**** Provided records
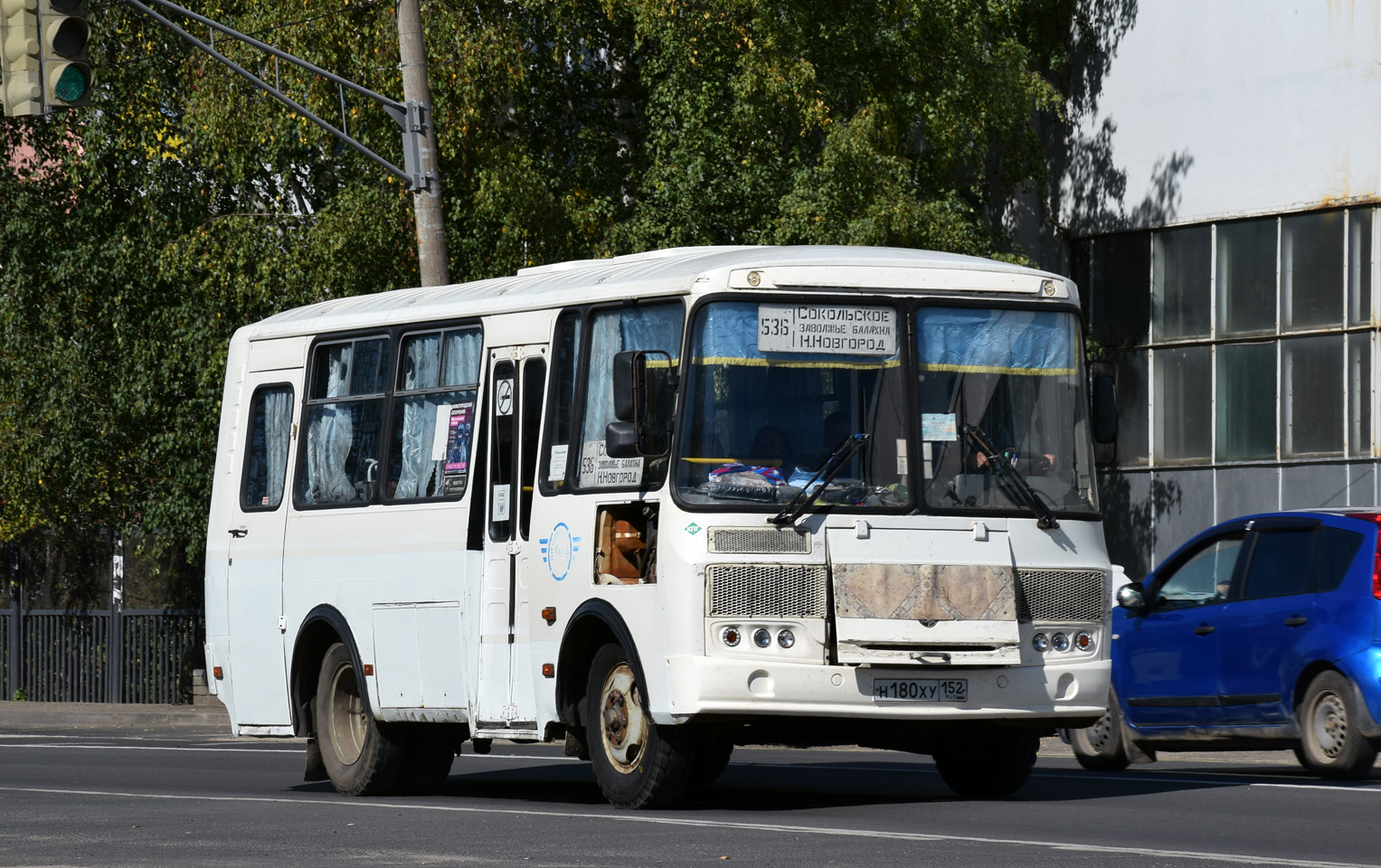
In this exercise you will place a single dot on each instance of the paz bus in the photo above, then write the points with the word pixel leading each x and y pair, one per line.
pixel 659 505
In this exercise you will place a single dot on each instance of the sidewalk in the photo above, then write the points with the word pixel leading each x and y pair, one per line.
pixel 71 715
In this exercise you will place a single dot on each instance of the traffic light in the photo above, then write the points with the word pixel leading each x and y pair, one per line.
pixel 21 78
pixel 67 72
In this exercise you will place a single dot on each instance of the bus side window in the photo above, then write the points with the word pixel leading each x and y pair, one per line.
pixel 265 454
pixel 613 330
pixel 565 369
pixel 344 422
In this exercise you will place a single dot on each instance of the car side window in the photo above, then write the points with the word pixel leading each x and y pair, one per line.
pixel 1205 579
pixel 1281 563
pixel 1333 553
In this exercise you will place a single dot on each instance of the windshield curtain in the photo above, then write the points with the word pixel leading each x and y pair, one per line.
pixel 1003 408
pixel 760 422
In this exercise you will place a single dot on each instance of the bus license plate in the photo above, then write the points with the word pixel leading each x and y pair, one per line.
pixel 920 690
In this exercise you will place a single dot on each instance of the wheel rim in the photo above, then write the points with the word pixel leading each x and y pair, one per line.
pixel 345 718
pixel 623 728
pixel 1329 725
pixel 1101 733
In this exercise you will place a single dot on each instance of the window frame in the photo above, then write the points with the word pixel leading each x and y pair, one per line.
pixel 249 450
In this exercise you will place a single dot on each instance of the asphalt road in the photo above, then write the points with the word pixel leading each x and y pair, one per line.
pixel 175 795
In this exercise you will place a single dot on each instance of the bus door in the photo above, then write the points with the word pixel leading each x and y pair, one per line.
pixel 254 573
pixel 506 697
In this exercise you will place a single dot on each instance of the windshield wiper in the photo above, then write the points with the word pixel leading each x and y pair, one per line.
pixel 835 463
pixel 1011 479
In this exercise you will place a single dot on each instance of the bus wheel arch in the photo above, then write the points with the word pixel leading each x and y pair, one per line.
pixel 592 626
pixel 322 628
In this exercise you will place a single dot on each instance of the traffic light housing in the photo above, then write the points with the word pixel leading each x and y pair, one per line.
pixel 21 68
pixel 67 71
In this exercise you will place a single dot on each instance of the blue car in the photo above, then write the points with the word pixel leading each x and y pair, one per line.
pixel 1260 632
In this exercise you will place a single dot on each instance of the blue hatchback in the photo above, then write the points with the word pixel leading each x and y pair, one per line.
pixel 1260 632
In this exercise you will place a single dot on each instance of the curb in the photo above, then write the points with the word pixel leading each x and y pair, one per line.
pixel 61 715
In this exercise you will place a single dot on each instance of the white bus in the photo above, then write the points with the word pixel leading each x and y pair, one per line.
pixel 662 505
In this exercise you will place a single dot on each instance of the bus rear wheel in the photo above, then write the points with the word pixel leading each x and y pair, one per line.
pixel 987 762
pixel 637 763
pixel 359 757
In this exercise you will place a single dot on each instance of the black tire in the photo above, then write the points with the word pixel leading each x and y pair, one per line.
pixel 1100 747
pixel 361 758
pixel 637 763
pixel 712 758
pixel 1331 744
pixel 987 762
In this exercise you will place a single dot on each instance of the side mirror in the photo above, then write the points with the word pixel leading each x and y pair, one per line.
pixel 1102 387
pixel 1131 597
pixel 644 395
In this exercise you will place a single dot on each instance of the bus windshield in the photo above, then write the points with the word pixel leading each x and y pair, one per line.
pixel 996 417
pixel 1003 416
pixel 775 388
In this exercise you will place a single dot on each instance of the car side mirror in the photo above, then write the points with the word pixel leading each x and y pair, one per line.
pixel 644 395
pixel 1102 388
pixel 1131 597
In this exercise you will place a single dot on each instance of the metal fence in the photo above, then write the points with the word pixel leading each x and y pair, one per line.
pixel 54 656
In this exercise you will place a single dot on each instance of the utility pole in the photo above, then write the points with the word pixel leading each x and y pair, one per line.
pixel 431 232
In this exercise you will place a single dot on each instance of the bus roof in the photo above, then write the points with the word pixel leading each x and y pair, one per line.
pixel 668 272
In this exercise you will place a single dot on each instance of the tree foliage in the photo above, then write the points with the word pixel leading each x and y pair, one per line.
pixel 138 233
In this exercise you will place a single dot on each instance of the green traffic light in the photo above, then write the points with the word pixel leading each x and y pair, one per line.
********
[Exercise] Return every entry word for word, but drop any pictures.

[Solution to this task]
In this exercise you will place a single dot on each instance of the paz bus in the photo above, then write the points with the word pixel leading each x and y pair, one per line.
pixel 659 505
In this exercise you will place a single dot on each instance of the sidewalk in the photo above, then write the points with the word pixel leading each x and y pair, one per line.
pixel 71 715
In this exercise you will place a single dot on each instance of the traffic light in the photo above, then write the points with the word pixel leading each x and y pair, one per line.
pixel 21 78
pixel 67 72
In this exercise you will place a single dot on each instance of the bus side window in the photo above, then write the points with the word pixel leading each x and y pair, one per line.
pixel 265 454
pixel 613 330
pixel 565 369
pixel 344 422
In this exercise you will place a single dot on each instance of the car side window in the photo above, then write the points with the word pixel leading each x and y pair, one per line.
pixel 1205 579
pixel 1281 563
pixel 1333 553
In this exercise you will place a single dot on each instance of the windshield curtain in the photo above, then write the points with the word pixel leading each x and y pair, one per line.
pixel 1003 408
pixel 760 422
In this exercise you will place a single dot on each instance of the bus license plate in the photo above, then write the points with the word pixel leading each x and y pair, one per line.
pixel 920 690
In this exercise you will place a single dot on each instance of the wheel rim in the photo above, then write the points with the word pixel leading each x and y pair, one per line.
pixel 345 718
pixel 623 728
pixel 1329 725
pixel 1101 733
In this exercise you will place a single dot on each instance of the window frame in the photo above, then write the points with the word pixel leading each x and y pair, one per line.
pixel 249 450
In this exercise you will place a single dot on each instance of the asphalt road in the photo above, then write the points with the word pixel leading each x and y pair, one per line.
pixel 175 795
In this exercise you will place a single dot on each instance of the bus door in the photo above, then write the points with the word pixel leading each x and y pair, one per line.
pixel 254 573
pixel 506 697
In this exercise you will place a single dot on each instance of the windshield wiper in the photo above, then write the points with the word pixel leading each x and y pair, one per line.
pixel 835 463
pixel 1011 479
In this exercise you will place a single dot on each instance of the bus wheel arch in the photo above, then write the points with the word pixel leading each x and y pair, one per line.
pixel 592 626
pixel 322 628
In this exercise you will place a single dot on each instance of the traffic light housing in the photo above, then write the points with the word pixel leading each x and y pair, one per line.
pixel 21 68
pixel 67 71
In this exercise you will place a single dot on each instance of the blue car in the photo above, then write the points with the word pixel leading each x and y pair, one per line.
pixel 1260 632
In this exercise you will place a single dot on each instance of the blue hatchback in the photo above, then write the points with the word pixel leading each x and y pair, one per line.
pixel 1260 632
In this exercise you will place a single dot on each instance of the curb in the photo above, then write the points with the word pixel leading each x and y pair, one per line.
pixel 61 715
In this exercise you will place a single dot on each instance of the white bus in the photo above, then write the points with the word pixel leading each x and y pair, one per line.
pixel 662 505
In this exercise you will place a single dot on each instance of the bus rear wheel in the photo above, then write the points with the word pixel leading each x and y pair, one per line.
pixel 987 762
pixel 637 763
pixel 359 757
In this exercise you will place a single dot on each instance of the black tire in the photo above, then write the points with the word pixel leading each x and y pair, one per line.
pixel 1100 747
pixel 361 758
pixel 637 763
pixel 712 758
pixel 1331 744
pixel 987 762
In this exercise you will place a single dot on each instance of the side mirror in the photo above, then write the points with the word pixel leading each x and y pair, one per line.
pixel 1102 387
pixel 1131 597
pixel 644 395
In this exercise you will place a single dot on each instance of the bus windshield in the photo above, then write the points with the word pixel leading each x and y pair, one per line.
pixel 996 417
pixel 1003 416
pixel 775 388
In this exercise you will place a single dot on each instance of the car side mirror in the photo above, then write the points with the word pixel leading each x and y pair, one per line.
pixel 644 395
pixel 1102 388
pixel 1131 597
In this exercise you will place a single dot on each instance of the metal fence in the photo above, then write the points with the word pixel leading each x and y pair, one per line.
pixel 54 656
In this exercise you will place a single dot on each instance of the utility pole in the photo above, then write the points with the word pixel leading each x and y pair, one per line.
pixel 431 232
In this exercise you will place a single dot on each instance of the bus roof in the photo above, then write the points with the word pixel leading each x and y pair, one per line.
pixel 668 272
In this exercise you will place a single dot on each instance of the tree foliage in the photo above, then write the points with the word pixel leading each x and y pair, one per line.
pixel 138 233
In this exercise you will place a single dot on each instance of the green traffic light in the photo above, then write the points with the word pixel leading each x and y pair, one per line.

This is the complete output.